Put each line of the records below into a numbered list, leaving out any blank lines.

* [Pointing and labeling entries]:
►

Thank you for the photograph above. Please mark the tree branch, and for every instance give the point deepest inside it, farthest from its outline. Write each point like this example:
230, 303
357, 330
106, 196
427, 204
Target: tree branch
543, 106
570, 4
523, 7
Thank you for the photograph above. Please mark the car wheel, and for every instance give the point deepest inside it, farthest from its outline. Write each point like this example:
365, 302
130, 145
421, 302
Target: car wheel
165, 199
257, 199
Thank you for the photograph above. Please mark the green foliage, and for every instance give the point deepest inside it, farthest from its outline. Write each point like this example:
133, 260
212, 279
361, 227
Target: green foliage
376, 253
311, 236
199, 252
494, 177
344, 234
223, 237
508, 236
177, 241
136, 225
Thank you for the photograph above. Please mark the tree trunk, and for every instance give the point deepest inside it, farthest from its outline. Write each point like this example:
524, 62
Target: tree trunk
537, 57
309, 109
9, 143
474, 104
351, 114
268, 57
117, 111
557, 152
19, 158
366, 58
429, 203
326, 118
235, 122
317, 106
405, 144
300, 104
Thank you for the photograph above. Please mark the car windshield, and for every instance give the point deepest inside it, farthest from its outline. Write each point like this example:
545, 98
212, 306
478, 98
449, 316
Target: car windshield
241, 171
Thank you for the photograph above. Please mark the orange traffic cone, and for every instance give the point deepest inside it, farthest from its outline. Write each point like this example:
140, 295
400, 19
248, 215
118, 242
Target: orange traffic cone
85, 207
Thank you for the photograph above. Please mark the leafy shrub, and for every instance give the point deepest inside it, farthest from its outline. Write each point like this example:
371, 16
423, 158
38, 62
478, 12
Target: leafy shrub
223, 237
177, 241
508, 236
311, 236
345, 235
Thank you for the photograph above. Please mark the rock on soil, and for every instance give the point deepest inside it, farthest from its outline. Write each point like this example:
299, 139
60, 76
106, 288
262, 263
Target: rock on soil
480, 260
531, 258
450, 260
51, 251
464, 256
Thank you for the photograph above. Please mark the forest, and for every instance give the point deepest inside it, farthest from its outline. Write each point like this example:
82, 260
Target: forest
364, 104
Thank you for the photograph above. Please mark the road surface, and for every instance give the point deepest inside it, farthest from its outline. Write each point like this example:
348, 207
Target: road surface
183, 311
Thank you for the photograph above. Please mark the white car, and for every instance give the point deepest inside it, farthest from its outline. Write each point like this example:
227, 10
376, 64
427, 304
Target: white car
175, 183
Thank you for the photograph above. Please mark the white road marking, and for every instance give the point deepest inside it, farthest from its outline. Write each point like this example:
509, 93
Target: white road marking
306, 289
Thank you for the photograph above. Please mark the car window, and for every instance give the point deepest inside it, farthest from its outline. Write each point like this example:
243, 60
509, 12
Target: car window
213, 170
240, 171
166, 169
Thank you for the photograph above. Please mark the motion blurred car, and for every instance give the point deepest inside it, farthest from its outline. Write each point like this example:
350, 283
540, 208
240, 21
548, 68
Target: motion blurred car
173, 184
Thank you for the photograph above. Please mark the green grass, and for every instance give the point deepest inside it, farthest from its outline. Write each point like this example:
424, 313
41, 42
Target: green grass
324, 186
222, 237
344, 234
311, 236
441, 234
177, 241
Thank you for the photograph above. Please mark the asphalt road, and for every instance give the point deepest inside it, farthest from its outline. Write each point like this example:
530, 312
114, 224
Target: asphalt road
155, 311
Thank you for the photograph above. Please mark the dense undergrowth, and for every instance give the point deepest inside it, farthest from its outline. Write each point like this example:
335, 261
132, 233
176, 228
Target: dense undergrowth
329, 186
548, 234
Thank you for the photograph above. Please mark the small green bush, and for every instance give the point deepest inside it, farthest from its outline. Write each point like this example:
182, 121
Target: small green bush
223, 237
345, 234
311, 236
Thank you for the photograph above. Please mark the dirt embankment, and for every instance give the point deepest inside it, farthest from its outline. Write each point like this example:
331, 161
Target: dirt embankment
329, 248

◄

* [TASK RESULT]:
1. Thank you for the photograph above. Please mark the tree branch, and for every instance give the point deepest inside it, farthest from its outline. Write each point like this example:
2. 230, 303
3. 357, 330
4. 106, 196
5. 427, 204
6. Target: tree branch
7. 543, 106
8. 570, 4
9. 523, 7
10. Thank you for the photograph above. Please mark the car wheel, and for every instance give the point deepest inside it, farthest from its outline. Write each point like this example:
11. 365, 302
12. 130, 145
13. 421, 302
14. Target: car wheel
15. 165, 199
16. 257, 199
17. Thank you for the photograph above. Please mark the green foliage, and for every instance give the point deepest inside it, farthest from its outline. Write each point like this example:
18. 133, 260
19. 212, 279
20. 361, 227
21. Target: green foliage
22. 376, 253
23. 311, 236
24. 199, 252
25. 494, 177
26. 344, 234
27. 223, 237
28. 508, 236
29. 177, 241
30. 136, 225
31. Thank you for the photograph above. Please mark the tree trunk, and for every instance give the point deepest inside it, farthest from its outline. Write each point like this example:
32. 524, 62
33. Target: tree trunk
34. 537, 57
35. 309, 109
36. 9, 143
37. 474, 104
38. 351, 114
39. 268, 57
40. 117, 111
41. 557, 152
42. 19, 158
43. 366, 58
44. 429, 203
45. 326, 118
46. 235, 122
47. 317, 106
48. 405, 144
49. 300, 104
50. Thank you for the photograph above. Please mark the car windshield, and for every instance give the point deepest inside it, farthest from its outline. Write each point like this example:
51. 545, 98
52. 212, 306
53. 478, 98
54. 449, 316
55. Target: car windshield
56. 241, 171
57. Thank you for the photograph above. Please mark the orange traffic cone, and for every instance give the point deepest inside it, farthest from its outline. Write each point like this example:
58. 140, 295
59. 400, 19
60. 248, 215
61. 118, 242
62. Target: orange traffic cone
63. 85, 207
64. Thank you for the photograph above. Please mark the leafy shrub, and for every instance give the point deepest inside it, farthest from its outline. Write each point like this example:
65. 371, 16
66. 423, 158
67. 38, 62
68. 478, 12
69. Target: leafy shrub
70. 223, 237
71. 177, 241
72. 508, 236
73. 311, 236
74. 345, 235
75. Thank you for the photograph above. Please mark the rock on soil, and for every instance give the point deepest inside it, farthest from its outline. Write each point like this example:
76. 299, 139
77. 60, 76
78. 106, 288
79. 262, 263
80. Target: rock on soil
81. 480, 260
82. 531, 258
83. 450, 260
84. 51, 251
85. 464, 256
86. Thank you for the photograph above. Please mark the forest, and for every instance give the point deepest inside it, farthest from its outline. Write each point like this example:
87. 82, 260
88. Target: forest
89. 364, 104
90. Thank you for the photograph above. Please mark the road surface, and for every instance give the point deepest inside it, farthest from its outline. Write each point like this example:
91. 348, 207
92. Target: road surface
93. 183, 311
94. Thank you for the photograph above. Please mark the white car, and for every instance give the point deepest inside it, farthest from its outline. Write each point like this example:
95. 227, 10
96. 376, 64
97. 427, 304
98. Target: white car
99. 175, 183
100. Thank you for the photograph above. Please mark the white road marking, and for every instance give the point deepest inside it, farthest from its outline. Write each point like this example:
101. 509, 93
102. Target: white road marking
103. 306, 289
104. Thank you for the photograph above. Please mark the car window, and for every instance give the point deepest inside it, farthest from its outline. Write each point like this example:
105. 243, 60
106. 509, 12
107. Target: car window
108. 213, 170
109. 240, 171
110. 166, 169
111. Thank you for the photograph above. Please mark the motion blurred car, and for every instance give the point deepest inside it, farthest from its outline. Write each point like this example:
112. 350, 283
113. 540, 208
114. 240, 21
115. 548, 68
116. Target: motion blurred car
117. 173, 184
118. Thank you for the photograph above. Please mark the green grass, and for every instance give the point deepest inside it, farthest from its outline. Write each point like this example:
119. 424, 313
120. 41, 42
121. Target: green grass
122. 324, 186
123. 222, 237
124. 344, 234
125. 311, 236
126. 441, 234
127. 177, 241
128. Thank you for the photograph above. Please mark the asphalt road, and for every instance give the point deepest inside it, farthest from its outline. Write each point like this example:
129. 530, 312
130. 114, 224
131. Target: asphalt road
132. 155, 311
133. Thank you for the photograph above. Please mark the dense undergrowth, and for every instance give the point deepest inside it, farthest from its outline. Write each point like this example:
134. 335, 261
135. 132, 233
136. 176, 228
137. Target: dense undergrowth
138. 329, 186
139. 548, 234
140. Thank you for the photograph above. Please mark the small green bush, and for every instance give the point deepest inside it, farthest from its outline. Write each point like this example:
141. 182, 121
142. Target: small green bush
143. 223, 237
144. 345, 234
145. 311, 236
146. Thank you for the photograph above. Please mark the dirt embankment, and for every instance give the point deepest inside it, farthest from its outline. Write each point like this example:
147. 331, 161
148. Target: dirt embankment
149. 329, 248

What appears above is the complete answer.